> **What you are asked to do**: Reproduce the text below on screening HIV-infected people in Uganda for intestinal helminths in full, word for word, keeping every line, name, date and figure unchanged.

Screening for intestinal helminth infestation in a semi-urban cohort of HIV-infected people in Uganda: a combination of techniques may enhance diagnostic yield in the absence of multiple stool samples

Publication Date: 
Tuesday, April 1, 2003
Brown M, Bukusuba J, Hughes P, Nakiyingi J, Watera C, Elliott A and Whitworth J

Intestinal helminth prevalence is best determined by using multiple stool samples from each subject, but this may be difficult in the clinic or hospital setting. We used a range of well-established parasitological techniques in a study of interactions between helminth infestation and HIV in a cohort of 412 HIV-infected people in Entebbe, Uganda. Analysis of a single stool sample underestimated helminth prevalence, especially of low-intensity infections, but a combination of Kato-Katz smear, formol-ether concentration (FEC), charcoal culture for Strongyloides and a serum enzyme-linked immunosorbent assay for Schistosoma mansoni antigen (CAA) increased diagnostic yield. Helminths were diagnosed in 23% patients by FEC alone, 35% by FEC and Kato-Katz, 39% by FEC, Kato-Katz and charcoal culture and 49% by a combination of all three tests plus CAA. Performing a range of techniques on a single sample may enhance the detection of parasites. Techniques vary in their sensitivity for different helminths so the appropriate choice of techniques depends on which parasite species are being sought.

> **Records**:
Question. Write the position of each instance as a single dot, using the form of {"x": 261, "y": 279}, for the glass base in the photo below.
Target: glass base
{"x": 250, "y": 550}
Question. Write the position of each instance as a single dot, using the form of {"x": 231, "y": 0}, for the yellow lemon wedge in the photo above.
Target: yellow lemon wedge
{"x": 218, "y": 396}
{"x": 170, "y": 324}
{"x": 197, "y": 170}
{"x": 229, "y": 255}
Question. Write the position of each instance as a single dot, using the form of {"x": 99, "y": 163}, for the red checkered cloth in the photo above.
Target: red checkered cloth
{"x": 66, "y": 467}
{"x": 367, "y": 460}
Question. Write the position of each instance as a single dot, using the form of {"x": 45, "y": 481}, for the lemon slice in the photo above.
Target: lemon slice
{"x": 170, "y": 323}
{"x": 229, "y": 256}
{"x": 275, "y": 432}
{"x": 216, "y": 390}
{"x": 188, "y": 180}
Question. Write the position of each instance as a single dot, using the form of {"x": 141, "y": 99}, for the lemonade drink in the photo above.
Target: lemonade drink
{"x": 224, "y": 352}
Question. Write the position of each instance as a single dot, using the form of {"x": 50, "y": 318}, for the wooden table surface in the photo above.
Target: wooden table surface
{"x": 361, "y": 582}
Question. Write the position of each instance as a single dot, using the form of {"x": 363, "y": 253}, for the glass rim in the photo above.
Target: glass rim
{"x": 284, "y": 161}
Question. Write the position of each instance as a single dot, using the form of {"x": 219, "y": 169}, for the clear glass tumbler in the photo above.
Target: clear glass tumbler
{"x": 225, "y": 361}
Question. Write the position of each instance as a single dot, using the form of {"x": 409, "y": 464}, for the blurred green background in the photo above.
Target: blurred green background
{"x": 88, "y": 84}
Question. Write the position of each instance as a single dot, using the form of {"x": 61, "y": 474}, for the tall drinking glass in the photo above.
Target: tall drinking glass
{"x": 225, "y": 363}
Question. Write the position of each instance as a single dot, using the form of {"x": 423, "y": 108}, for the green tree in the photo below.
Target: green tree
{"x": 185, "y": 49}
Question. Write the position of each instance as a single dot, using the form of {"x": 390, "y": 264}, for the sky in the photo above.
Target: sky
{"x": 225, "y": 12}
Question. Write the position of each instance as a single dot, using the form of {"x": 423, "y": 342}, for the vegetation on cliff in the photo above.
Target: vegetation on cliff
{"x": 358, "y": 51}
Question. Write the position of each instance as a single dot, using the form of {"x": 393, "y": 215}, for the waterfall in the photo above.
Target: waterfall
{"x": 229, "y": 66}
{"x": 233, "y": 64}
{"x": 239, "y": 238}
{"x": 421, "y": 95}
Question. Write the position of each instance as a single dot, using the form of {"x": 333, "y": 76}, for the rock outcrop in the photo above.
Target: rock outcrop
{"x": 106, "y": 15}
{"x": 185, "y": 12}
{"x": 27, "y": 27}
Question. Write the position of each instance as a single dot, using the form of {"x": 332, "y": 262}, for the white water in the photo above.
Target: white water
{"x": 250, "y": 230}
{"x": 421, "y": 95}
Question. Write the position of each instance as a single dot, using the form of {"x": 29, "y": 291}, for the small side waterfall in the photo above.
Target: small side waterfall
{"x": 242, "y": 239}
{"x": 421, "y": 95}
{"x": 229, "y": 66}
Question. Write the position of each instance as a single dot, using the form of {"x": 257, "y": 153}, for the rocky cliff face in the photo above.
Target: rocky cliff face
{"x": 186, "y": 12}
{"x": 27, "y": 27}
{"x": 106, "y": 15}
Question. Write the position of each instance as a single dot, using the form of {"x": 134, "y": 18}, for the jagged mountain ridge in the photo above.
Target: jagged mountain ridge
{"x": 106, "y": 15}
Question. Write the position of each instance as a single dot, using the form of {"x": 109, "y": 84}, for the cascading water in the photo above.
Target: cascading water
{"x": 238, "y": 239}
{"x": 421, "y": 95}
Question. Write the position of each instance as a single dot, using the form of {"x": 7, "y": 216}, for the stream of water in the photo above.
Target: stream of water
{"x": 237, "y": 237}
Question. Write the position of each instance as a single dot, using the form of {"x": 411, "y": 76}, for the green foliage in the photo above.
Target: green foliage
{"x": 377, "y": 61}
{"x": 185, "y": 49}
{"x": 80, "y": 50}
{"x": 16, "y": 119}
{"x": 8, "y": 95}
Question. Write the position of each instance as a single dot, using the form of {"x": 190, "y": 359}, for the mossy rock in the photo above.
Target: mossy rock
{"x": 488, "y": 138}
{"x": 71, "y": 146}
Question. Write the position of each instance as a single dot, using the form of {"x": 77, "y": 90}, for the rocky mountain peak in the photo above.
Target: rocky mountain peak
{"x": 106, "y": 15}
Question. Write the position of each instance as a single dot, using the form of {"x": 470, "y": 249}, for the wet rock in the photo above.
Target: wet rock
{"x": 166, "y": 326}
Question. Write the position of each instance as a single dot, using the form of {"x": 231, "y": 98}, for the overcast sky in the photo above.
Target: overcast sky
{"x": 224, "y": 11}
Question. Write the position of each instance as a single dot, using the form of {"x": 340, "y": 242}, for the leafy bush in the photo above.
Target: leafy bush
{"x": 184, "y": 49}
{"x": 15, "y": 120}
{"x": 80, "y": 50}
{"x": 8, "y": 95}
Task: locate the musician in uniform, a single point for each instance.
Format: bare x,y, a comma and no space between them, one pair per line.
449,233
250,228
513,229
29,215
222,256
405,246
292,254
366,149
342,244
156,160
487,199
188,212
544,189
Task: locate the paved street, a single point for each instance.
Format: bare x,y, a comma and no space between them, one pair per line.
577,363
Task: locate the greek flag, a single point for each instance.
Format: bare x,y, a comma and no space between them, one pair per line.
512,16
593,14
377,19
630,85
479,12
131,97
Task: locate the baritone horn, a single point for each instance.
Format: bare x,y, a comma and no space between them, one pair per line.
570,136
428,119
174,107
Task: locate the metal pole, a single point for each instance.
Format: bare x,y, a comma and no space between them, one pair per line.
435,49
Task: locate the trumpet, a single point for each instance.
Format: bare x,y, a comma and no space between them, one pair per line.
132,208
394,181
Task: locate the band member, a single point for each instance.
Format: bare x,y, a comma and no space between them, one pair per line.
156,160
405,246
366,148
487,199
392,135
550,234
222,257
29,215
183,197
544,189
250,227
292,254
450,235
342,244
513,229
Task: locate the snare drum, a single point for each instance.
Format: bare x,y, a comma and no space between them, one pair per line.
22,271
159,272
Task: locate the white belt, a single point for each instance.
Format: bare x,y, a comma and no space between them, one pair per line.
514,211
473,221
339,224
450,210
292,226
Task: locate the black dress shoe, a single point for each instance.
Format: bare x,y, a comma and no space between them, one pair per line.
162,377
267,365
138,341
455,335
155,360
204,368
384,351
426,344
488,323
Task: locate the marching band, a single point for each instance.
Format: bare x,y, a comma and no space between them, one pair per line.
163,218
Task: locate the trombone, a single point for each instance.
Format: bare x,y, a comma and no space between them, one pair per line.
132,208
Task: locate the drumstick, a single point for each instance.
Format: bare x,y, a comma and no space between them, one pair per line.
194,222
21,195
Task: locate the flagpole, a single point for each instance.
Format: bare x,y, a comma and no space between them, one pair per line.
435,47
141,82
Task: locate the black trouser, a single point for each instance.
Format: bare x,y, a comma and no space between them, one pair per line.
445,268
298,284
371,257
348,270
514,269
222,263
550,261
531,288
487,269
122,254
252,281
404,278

> **Exercise answer**:
Screening for intestinal helminth infestation in a semi-urban cohort of HIV-infected people in Uganda: a combination of techniques may enhance diagnostic yield in the absence of multiple stool samples

Publication Date: 
Tuesday, April 1, 2003
Brown M, Bukusuba J, Hughes P, Nakiyingi J, Watera C, Elliott A and Whitworth J

Intestinal helminth prevalence is best determined by using multiple stool samples from each subject, but this may be difficult in the clinic or hospital setting. We used a range of well-established parasitological techniques in a study of interactions between helminth infestation and HIV in a cohort of 412 HIV-infected people in Entebbe, Uganda. Analysis of a single stool sample underestimated helminth prevalence, especially of low-intensity infections, but a combination of Kato-Katz smear, formol-ether concentration (FEC), charcoal culture for Strongyloides and a serum enzyme-linked immunosorbent assay for Schistosoma mansoni antigen (CAA) increased diagnostic yield. Helminths were diagnosed in 23% patients by FEC alone, 35% by FEC and Kato-Katz, 39% by FEC, Kato-Katz and charcoal culture and 49% by a combination of all three tests plus CAA. Performing a range of techniques on a single sample may enhance the detection of parasites. Techniques vary in their sensitivity for different helminths so the appropriate choice of techniques depends on which parasite species are being sought.